Reproduce the records word for word, from the first line to the line containing "# put a marker on the wet".

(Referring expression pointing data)
------------
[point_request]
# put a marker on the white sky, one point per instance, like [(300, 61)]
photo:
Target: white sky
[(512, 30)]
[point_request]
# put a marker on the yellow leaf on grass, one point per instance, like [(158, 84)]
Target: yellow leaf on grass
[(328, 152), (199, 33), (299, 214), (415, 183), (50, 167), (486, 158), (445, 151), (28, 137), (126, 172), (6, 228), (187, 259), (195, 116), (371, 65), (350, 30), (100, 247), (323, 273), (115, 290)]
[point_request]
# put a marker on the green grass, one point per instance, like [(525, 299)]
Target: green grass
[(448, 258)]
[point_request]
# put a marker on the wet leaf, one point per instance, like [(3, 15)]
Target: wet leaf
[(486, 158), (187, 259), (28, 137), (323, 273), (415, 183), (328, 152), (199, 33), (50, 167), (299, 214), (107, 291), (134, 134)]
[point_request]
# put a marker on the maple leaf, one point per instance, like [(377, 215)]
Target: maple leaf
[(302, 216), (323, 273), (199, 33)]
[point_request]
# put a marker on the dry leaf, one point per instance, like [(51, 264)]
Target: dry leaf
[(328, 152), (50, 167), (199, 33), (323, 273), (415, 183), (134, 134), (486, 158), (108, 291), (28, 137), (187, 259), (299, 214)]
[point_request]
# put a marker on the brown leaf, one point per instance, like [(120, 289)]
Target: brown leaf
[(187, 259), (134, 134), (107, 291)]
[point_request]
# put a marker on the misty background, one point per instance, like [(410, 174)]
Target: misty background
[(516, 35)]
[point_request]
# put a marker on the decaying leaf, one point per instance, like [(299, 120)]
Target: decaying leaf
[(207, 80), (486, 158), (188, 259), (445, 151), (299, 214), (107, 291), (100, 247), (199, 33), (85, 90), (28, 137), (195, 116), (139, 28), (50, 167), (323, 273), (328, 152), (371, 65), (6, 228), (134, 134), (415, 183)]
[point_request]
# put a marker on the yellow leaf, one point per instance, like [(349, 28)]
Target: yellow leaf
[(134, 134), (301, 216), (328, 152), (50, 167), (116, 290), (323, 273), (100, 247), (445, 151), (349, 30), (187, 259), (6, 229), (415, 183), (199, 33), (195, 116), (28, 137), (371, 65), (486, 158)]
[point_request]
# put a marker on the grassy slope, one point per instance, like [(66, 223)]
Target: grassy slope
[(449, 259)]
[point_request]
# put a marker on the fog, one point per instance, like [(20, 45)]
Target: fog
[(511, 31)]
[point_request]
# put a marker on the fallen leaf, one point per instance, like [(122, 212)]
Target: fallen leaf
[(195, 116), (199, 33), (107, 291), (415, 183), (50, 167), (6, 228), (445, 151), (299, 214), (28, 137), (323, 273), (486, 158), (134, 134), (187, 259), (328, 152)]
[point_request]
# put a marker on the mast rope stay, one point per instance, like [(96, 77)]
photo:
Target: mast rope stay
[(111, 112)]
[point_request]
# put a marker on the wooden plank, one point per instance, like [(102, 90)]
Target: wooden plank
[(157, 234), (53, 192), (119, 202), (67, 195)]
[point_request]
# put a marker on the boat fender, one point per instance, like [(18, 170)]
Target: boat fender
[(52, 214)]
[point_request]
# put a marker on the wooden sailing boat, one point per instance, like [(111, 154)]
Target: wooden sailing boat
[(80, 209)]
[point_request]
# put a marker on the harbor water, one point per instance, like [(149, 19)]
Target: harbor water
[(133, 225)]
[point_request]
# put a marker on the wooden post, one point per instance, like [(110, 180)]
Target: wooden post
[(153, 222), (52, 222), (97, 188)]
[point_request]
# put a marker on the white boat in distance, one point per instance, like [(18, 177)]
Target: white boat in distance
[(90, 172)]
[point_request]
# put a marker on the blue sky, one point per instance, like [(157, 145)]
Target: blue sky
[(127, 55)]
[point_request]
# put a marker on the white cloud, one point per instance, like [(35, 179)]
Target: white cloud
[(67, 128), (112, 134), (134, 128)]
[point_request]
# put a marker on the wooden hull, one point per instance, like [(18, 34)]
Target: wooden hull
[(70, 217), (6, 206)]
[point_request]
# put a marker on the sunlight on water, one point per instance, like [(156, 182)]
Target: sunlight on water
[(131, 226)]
------------
• _Written solution_:
[point_request]
# put a marker on the white sky, one point per instance, like [(300, 61)]
photo:
Target: white sky
[(512, 30)]
[point_request]
# put a marker on the yellow leaf on grass, one point per instance, like [(158, 84)]
Target: yellow leaf on grass
[(328, 152), (199, 33), (299, 214), (415, 183), (50, 167), (486, 158), (445, 151), (28, 137), (126, 172), (6, 228), (187, 259), (195, 116), (371, 65), (350, 30), (100, 247), (323, 273), (115, 290)]
[point_request]
# put a marker on the green grass, one point per instance, like [(525, 299)]
Target: green grass
[(448, 258)]
[point_request]
# put a marker on the wet leaf, one point per instance, like [(3, 15)]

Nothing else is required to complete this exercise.